Using the excerpt on MUMPS variable names, explain why it calls longer names essential once an algorithm must track more than about three pieces of information. Answer in one to three sentences.

### Source excerpt
= = = = = = =
First, the question of variable names has no simple answer. In general, short variable names are fine whenever there are only a few ideas being represented and they're obvious. When the number of pieces of information an algorithm needs to refer to grows beyond say three, longer variable names are essential because you need to shift names from the abstract to the concrete. We don't remember abstractions nearly as well as we remember concrete things. Also, concrete names can contribute to the readability of a complicated algorithm in a way names like % just can't. There are times when I'll break this guideline - my new File Manager tools for example introduce lots and lots of short variable names for reasons I'll explain when I publish that project - but most of the time it's a good guideline.

Second, many MUMPS programmers would think it's strange to rearrange lines - let alone to introduce argumentless do commands and blocks - just to tighten up the scope of variables, but that's because they spend too much time reading code they already understand and not nearly enough struggling through other people's complicated logic. Especially when variables are reused for more than one piece of information - which even this subroutine does - the shifting meaning of variables can be the very hardest thing to understand, the easiest to get wrong and screw up.

I can't count the number of times I was led down a false path in troubleshooting because I didn't realize that a variable now contained a different piece of information, or that it couldn't possibly be defined now. Over the decades I've figured out that some programmers create complicated messes in the symbol table because they too have lost track of their variables and are just desperately hoping it will all work when they release it to the field.

With the advent of the 1990 standard, there's no longer any excuse for that kind of confusion in the symbol table. We can use not just the set and kill commands, but also the new and argumentless do commands to ensure that variables you only need for a couple lines exist only for those two lines, and that those you need for the entire subroutine survive for the entire subroutine. Making this distinction clear to your reader will help them more than almost anything else in prioritizing the data, in knowing which data is the main focus of your algorithm and which is just short-lived helper data used to calculate something more important.
= = = = = = =
### Collected material
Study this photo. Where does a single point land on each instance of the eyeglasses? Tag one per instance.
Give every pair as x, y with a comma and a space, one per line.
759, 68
= = = = = = =
### Final answer
Past that point, names need to move from the abstract to the concrete, because we remember concrete things much better than abstractions. Concrete names also make a complicated algorithm easier to read in a way that names like % can't.